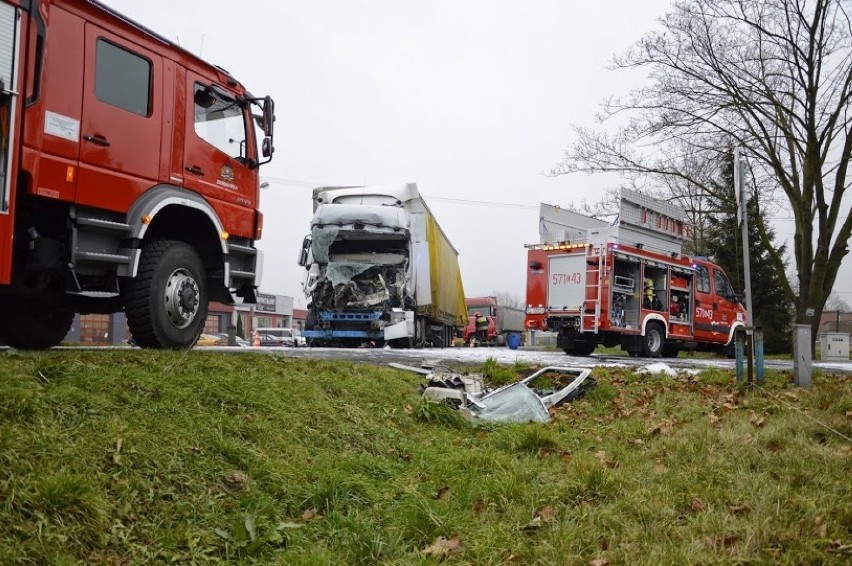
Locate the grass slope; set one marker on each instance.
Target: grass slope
(141, 457)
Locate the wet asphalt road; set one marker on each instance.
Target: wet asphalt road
(503, 355)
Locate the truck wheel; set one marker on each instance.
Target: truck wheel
(33, 327)
(166, 304)
(652, 342)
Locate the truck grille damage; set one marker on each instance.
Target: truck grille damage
(361, 286)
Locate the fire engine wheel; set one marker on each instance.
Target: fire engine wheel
(31, 326)
(652, 342)
(166, 305)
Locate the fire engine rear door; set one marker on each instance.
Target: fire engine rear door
(566, 286)
(120, 146)
(217, 151)
(9, 102)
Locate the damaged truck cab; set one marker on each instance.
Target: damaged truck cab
(379, 270)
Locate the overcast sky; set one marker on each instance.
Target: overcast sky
(470, 99)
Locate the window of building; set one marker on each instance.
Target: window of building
(703, 280)
(122, 79)
(219, 121)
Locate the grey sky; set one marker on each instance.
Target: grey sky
(470, 99)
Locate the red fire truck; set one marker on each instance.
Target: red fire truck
(628, 284)
(129, 177)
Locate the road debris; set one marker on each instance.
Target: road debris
(528, 400)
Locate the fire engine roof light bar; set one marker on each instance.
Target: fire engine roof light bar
(559, 246)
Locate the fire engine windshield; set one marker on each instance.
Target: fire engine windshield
(220, 121)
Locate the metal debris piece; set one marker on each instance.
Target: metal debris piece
(516, 402)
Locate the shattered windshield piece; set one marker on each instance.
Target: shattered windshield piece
(339, 273)
(321, 240)
(515, 403)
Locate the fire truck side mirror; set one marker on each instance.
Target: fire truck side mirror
(303, 253)
(268, 117)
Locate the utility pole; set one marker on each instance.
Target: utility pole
(742, 219)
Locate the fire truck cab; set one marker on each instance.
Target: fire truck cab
(129, 177)
(592, 287)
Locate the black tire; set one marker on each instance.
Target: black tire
(400, 343)
(166, 304)
(654, 339)
(34, 327)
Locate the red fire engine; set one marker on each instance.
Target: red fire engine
(129, 177)
(592, 287)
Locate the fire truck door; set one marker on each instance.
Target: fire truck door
(120, 145)
(217, 151)
(707, 309)
(727, 313)
(9, 103)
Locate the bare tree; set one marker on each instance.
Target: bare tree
(772, 76)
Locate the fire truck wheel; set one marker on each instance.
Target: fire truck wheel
(652, 342)
(166, 304)
(34, 328)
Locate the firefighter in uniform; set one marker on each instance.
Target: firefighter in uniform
(481, 328)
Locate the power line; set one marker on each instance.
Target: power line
(483, 202)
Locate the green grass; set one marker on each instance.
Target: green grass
(140, 457)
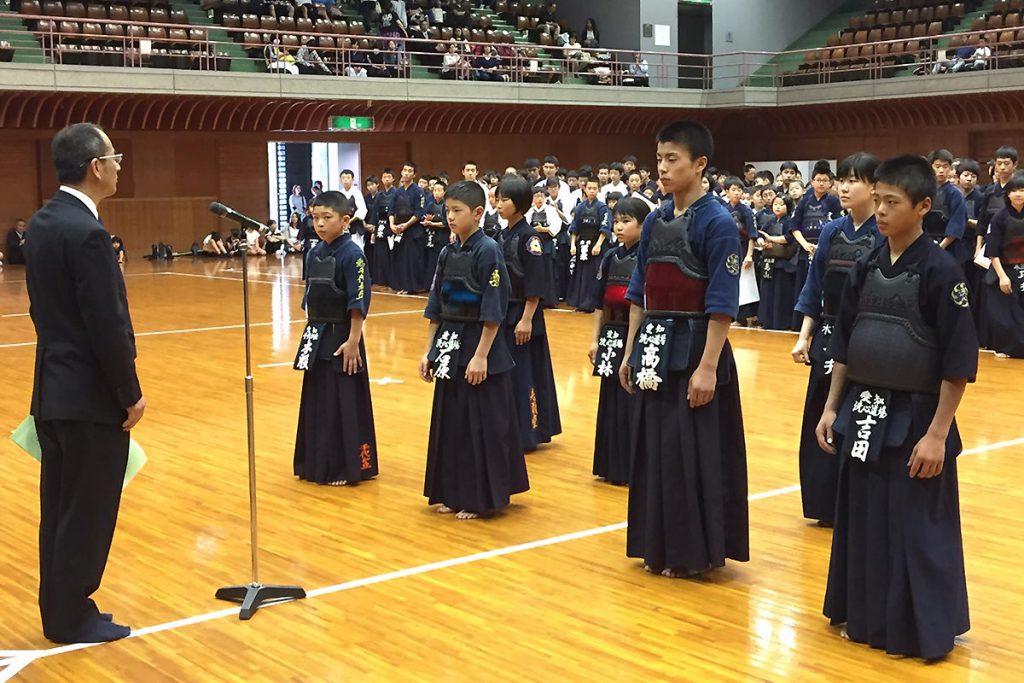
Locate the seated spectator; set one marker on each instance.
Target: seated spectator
(976, 61)
(355, 70)
(421, 30)
(15, 243)
(591, 36)
(452, 63)
(119, 249)
(459, 13)
(309, 60)
(214, 245)
(487, 67)
(637, 73)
○ ○ ○
Task instructions: Repeat word for word, and nothing more, the lines between the line containing "Locate the green" and the last line of the records above, inclusive, without pictures.

Exercise answer:
Locate the green grass; set one marker on each instance.
Target: green grass
(140, 457)
Locate the seated spectator; set one marker on each instance.
Target: seated spectator
(976, 61)
(355, 70)
(421, 30)
(15, 243)
(591, 36)
(452, 63)
(119, 249)
(459, 13)
(309, 60)
(214, 245)
(487, 67)
(637, 73)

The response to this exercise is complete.